(Task brief) Copy out the following lines word for word, without changing anything.

*** Dataset rows ***

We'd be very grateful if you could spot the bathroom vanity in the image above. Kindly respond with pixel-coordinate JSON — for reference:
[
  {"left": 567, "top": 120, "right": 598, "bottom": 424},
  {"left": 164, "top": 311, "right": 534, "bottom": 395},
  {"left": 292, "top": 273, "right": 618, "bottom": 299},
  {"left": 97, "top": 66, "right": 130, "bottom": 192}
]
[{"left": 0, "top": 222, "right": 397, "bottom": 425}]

***

(Task solution)
We'd be very grateful if you could spot the bathroom vanity in the image above. Kindly respond with pixel-coordinate JSON — for reference:
[
  {"left": 567, "top": 120, "right": 598, "bottom": 424},
  {"left": 164, "top": 311, "right": 534, "bottom": 395},
  {"left": 292, "top": 273, "right": 618, "bottom": 299},
  {"left": 97, "top": 66, "right": 130, "bottom": 192}
]
[{"left": 0, "top": 222, "right": 397, "bottom": 425}]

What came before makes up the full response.